**Sayfa metni**
Bilim yaparken elbette ki bilim insanının merakı önemlidir. Ancak ondan daha da önemlisi bilim, insanların ve toplumların sorunlarına akılcı çözümler yaratmak amacıyla yapılır. Bizim üniversitelerimizde akademik yayınların çoğunlukla, dosya doldurmak ve doçent, profesör olmak için yapıldığını hepimiz çok iyi bilmekteyiz. Doğaldır ki yapılan çalışmaların karşılığı olacaktır. Ben burada bunu tartışmıyorum. Zaten makalenin ilerleyen kısımlarında bu noktadaki adaletsizlikleri ve sonuçlarını vurgulayacağım. Benim söylediğim tamamen başka bir şey. Bir örnekle açıklamaya çalışalım:
Bizim toplumuzda halen can yakan bir sorun var. Çocuk yaşta evlilik! Bilim dünyası 18 yaş altında cinsel ilişkiye girmenin ve anne olmanın olumsuz sağlık, psikolojik ve sosyal sonuçlarını tartışmamaktadır. Bu nedenle bilgiyi günlük yaşantısına yansıtmaya çalışan bazı ülkelerde 18 yaş altında bir çocukla (erkek ya da kız fark etmez) cinsel ilişkiye girmek suçtur. Ve bu durum asla evlilikle kutsanmaz. Bu ülkelerde özellikle ergen dönemdeki hamileliklerle ilgili ciddi mücadele programları yürütülmektedir. Evlilik, nasıl olursa olsun bu durumu aklayamaz. Bilim insanı bu noktada taraf olmak zorundadır. Eğer inançları ya da kültürel değerleri nedeniyle o da bu tecavüz ayinine tarafsız kalırsa, varlık nedeni tartışılır hale gelir. Bu olgu aslında çok kolay bir örnektir. Toplumun birçok kesimi bu olgu da doğru tarafta görünebilir. Görünebilir diyorum, çünkü bu görüntü ülkemizde küçücük kız çocuklarının berdelle evlendirilmesini, anne olmasını ve sonra da bir silahla evinde ölü bulunmasını engelleyemiyor. Demek ki bir yerlerde bir hata var. Çünkü bilimsel yöntemin kurgusu dünyada sebepsiz bir olayın olmaması mantığına dayanır. Siz sorunu çözemiyorsanız, sebeplerini bulamıyorsunuzdur.

**Yönerge A**
Sayfa metnine göre bilimsel yöntemin kurgusu hangi mantığa dayanır?
Sayfa metni ile liste arasında herhangi bir bağlantı bulunmuyor.

**Verilen malzeme**
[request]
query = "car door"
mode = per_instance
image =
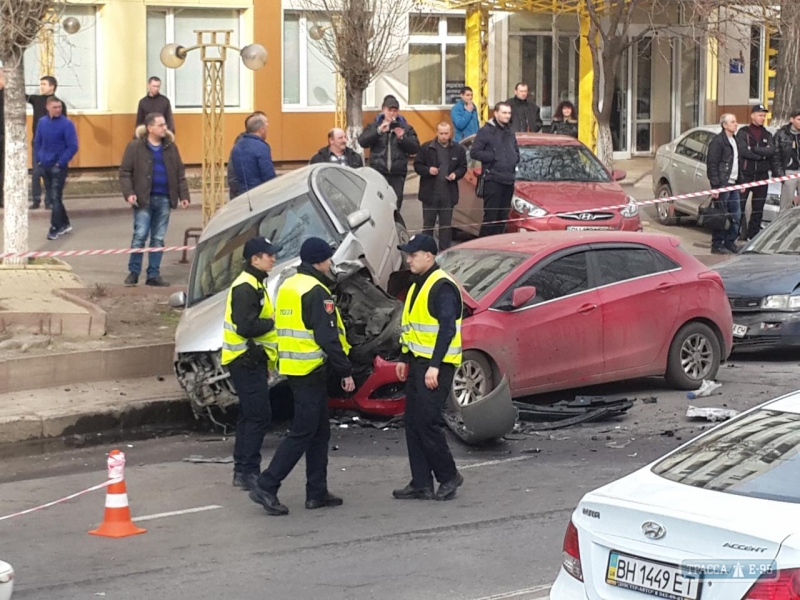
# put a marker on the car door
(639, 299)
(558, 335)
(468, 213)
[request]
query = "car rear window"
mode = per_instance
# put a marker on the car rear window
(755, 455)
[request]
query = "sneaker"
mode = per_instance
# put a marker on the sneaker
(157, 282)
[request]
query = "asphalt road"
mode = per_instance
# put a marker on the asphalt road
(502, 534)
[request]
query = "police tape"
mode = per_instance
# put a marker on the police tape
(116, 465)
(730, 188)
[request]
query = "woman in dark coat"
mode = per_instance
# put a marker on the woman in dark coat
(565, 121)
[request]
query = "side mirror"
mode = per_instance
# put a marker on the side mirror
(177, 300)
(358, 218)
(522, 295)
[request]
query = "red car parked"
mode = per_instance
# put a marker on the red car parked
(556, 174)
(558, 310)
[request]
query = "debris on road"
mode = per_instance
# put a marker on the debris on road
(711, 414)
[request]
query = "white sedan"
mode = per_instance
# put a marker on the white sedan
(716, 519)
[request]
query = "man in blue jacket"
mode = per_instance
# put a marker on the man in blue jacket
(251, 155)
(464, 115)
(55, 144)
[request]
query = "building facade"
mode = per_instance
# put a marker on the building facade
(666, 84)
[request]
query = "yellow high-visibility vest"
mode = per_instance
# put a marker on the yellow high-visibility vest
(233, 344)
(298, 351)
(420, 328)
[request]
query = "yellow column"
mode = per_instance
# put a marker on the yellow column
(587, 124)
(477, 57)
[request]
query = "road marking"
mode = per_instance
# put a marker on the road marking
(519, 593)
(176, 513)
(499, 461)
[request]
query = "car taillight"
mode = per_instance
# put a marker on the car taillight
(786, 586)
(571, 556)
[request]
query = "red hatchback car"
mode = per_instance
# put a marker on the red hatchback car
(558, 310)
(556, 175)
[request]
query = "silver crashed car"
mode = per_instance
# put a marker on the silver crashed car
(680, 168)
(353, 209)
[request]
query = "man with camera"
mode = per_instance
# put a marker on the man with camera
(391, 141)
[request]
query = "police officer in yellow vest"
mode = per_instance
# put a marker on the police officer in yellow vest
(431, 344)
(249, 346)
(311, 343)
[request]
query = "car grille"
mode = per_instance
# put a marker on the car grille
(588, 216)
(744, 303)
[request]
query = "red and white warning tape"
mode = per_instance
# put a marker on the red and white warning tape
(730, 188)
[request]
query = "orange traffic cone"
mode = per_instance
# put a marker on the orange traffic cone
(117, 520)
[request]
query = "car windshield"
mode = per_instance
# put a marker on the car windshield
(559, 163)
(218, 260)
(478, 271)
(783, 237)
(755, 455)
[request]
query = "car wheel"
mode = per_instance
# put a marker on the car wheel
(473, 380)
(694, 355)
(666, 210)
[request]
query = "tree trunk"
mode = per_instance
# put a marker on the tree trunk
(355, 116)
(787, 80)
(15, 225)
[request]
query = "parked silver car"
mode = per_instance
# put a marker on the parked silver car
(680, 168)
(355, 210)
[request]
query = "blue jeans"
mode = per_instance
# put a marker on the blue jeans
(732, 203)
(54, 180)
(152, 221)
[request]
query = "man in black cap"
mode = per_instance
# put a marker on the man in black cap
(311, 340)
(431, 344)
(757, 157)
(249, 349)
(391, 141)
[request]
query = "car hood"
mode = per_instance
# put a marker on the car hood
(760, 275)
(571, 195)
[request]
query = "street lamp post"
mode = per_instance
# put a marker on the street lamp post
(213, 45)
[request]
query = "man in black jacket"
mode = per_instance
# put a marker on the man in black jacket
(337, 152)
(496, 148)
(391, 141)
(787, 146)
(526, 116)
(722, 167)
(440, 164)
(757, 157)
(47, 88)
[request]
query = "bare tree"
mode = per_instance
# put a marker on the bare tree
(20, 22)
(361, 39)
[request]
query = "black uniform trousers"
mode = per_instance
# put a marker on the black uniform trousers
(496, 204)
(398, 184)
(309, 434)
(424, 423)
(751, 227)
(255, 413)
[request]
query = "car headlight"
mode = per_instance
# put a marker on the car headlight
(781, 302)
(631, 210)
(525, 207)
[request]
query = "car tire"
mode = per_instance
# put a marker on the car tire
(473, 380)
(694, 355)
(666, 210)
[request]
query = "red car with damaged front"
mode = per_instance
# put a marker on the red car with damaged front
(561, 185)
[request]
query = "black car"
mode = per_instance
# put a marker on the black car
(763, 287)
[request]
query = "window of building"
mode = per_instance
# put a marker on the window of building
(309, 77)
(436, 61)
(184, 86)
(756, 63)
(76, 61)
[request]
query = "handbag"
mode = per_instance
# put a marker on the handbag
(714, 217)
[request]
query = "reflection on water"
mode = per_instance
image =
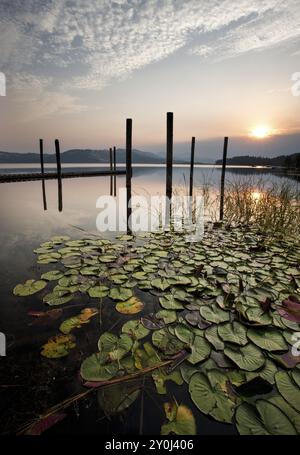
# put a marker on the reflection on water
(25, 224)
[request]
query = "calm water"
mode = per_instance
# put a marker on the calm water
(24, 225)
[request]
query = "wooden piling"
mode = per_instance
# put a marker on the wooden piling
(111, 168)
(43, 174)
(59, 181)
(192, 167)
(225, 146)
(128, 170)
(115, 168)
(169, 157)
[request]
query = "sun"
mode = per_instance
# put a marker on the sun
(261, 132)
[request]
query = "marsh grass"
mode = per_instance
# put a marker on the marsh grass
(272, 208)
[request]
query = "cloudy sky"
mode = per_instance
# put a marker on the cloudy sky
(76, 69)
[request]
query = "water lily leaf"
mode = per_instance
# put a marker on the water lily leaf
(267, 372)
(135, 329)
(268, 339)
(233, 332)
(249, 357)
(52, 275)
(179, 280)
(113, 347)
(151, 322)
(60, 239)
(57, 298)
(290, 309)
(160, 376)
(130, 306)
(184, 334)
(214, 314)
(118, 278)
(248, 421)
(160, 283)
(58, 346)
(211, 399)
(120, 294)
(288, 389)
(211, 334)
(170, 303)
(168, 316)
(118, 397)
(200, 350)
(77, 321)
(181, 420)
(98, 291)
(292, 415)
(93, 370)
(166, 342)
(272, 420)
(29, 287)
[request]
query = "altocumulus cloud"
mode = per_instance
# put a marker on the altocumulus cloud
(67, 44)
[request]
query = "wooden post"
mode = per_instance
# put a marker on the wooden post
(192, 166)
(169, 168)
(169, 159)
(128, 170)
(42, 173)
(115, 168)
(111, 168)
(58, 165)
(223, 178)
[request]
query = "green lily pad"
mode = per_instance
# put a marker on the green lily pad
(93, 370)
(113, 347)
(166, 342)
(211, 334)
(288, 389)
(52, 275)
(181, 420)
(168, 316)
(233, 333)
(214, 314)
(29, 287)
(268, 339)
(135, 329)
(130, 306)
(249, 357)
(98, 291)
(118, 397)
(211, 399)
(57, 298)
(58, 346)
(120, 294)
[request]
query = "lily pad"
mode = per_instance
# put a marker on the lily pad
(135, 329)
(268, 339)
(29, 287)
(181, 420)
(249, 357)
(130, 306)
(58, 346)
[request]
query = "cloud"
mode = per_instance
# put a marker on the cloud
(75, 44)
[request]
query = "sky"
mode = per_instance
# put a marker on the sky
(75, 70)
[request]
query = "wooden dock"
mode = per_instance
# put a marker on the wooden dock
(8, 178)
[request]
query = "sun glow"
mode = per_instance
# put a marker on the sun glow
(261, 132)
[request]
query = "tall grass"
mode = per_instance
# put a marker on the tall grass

**Yönerge B**
Listede "camera" dizesini içeren her satırı döndür. Büyük ve küçük harf ayrımı dikkate alınmalıdır.

**Beklenen çıktı A**
Dünyada sebepsiz bir olayın olmaması mantığına dayanır.

**Beklenen çıktı B**
query = "man with camera"
# put a marker on the man with camera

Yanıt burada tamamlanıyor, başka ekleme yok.